QUOTED TEXT =

Events
& Issues
New
Delhi, 21 February 2020
Supremacy of SC
TOWARDS CRIME MUKT
POLITICS
By Dr S.Saraswathi
(Former Director, ICSSR, New Delhi)
The Supreme Court has given a shock treatment
to all political parties by passing certain directions to curb the “alarming”
rise in criminalisation of politics by making it mandatory for them to justify
fielding tainted candidates in polls. All parties are now required to give wide
publicity through newspapers and social media about the criminal antecedents
(if any) of the candidates nominated to contest an election and provide the
reason for selecting them and not others without criminal background.
Truly, the Supreme
Court must have lost patience constantly hearing cases against political power-holders
and wants to lay down norms for vetting candidates seeking membership of
legislative bodies. What the Election Commission started seems to have received
not just the concurrence of the Supreme Court, but more than that, its active
involvement and actual takeover of the task.
This stand of the SC is
modification of its own earlier view of non-involvement in this matter. Hearing a PIL seeking to debar elected
members against whom grave criminal charges had been framed, the Supreme Court
in 2015 maintained that it could not step into the arena marked for
legislatures and that parliamentarians should take a call and enact a law. Again
in 2018, a Constitution Bench, hearing petitions to bar tainted politicians
from contesting election, said it could not legislate for Parliament. “The
court declares the law, the Parliament makes the law”, said the court. It
expressed anguish at the helplessness of the society to prevent criminalisation
of politics at the very entry-point.
The present order is issued
in a contempt petition filed against the EC for non-compliance of its order
passed in 2018 regarding giving information on criminal antecedents of
candidates fielded by parties. That order given by a Constitutional Bench said
that rapid criminalisation of politics cannot be arrested by merely
disqualifying tainted legislators, but should begin by “cleansing” political
parties. The Court has asked for compliance report in 72 hours.

WORK TO COMPLETE =
1. Translate this sentence from the article on criminalisation of politics into Spanish: "The Court has asked for compliance report in 72 hours."
2. According to the article on criminalisation of politics, who was the contempt petition filed against?
3. Please write a continuation of the article on criminalisation of politics, picking up after its final sentence.

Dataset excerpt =
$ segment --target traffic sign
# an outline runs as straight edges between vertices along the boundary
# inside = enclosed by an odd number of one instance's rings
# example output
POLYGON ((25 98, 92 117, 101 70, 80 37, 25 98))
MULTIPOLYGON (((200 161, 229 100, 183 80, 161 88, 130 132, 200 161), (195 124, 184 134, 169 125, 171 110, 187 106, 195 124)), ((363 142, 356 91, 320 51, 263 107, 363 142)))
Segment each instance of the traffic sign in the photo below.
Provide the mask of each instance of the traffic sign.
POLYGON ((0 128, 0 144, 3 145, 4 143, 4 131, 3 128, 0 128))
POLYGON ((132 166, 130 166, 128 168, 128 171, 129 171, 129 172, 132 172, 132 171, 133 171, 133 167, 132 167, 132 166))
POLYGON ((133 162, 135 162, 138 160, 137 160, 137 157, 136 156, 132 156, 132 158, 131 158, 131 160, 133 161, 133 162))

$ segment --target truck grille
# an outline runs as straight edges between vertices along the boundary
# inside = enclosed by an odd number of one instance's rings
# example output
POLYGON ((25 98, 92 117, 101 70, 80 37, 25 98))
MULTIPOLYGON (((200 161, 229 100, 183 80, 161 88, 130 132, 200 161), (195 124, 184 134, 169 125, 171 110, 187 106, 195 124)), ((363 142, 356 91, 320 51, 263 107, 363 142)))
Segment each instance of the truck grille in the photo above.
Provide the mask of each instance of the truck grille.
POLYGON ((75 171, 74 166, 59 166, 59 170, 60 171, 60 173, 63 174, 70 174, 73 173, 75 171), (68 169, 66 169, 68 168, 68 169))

IN RESPONSE =
1. El Tribunal ha pedido un informe de cumplimiento en 72 horas.

2. It was filed against the Election Commission.

3.
Indeed, it is interesting
to read a report simultaneously appearing in a national newspaper that a
three-time MLA in Chhattisgarh confessed to the police to committing double
murder in 2016!
The Court has
directed all parties to upload information regarding pending criminal cases
against the selected candidates within 48 hours of selection or two weeks
before the beginning of nominations. It is a tall order which may well shake
all parties without exception, for failure would mean defamation of court
order.
The reason for selection
should provide his/her qualifications, achievements, and merits and not the
undefined ability to win in the polls. Electoral politics in democracies has successfully
delinked qualities and qualifications from vote capturing ability. The SC justifies
its recommendations on the ground that between 2004 and 2019, percentage of
tainted MPs had increased steadily from 24% to 44%. The increase in percentage
of candidates with criminal cases was 13.3% in 2004, 14.5% in 2009, 17.1 % in
2014, and 18.9 % in 2019.
The Report of the Association
for Democratic Reforms which analysed the background of 4,845 out of 4,896
election affidavits of incumbent MPs and MLAs found that 36% of them were
facing criminal trial in 3,045 cases. In the States, the figures vary as 62% of
MLAs in Maharashtra, 43% in Delhi, 37% in West Bengal, 36% in UP, and 34% in
Tamil Nadu. A report of the Haryana Election Watch in 2014 put the figure for
that State as 94 out of 1,351 candidates with 31 booked under serious charges.
In 2016, in TN, nine Ministers facing criminal cases were included in
Jayalalitha’s Cabinet.
Attempts so far made by
the EC to debar candidates with criminal record from contesting election have
not been successful. A verdict of the SC declared Section 8(4) of the RP Act ultra vires which allowed convicted
members to continue their membership if they had filed an appeal within three months
of conviction. Despite the requirement of an affidavit in the nomination form
seeking affirmation from the candidates in the 2014 Lok Sabha election that
they had not been charge-sheeted in criminal cases, it was found that 150 out
of 4,708 candidates all over the country had at some point of time some charge
against him like murder, rape, robbery, extortion, etc.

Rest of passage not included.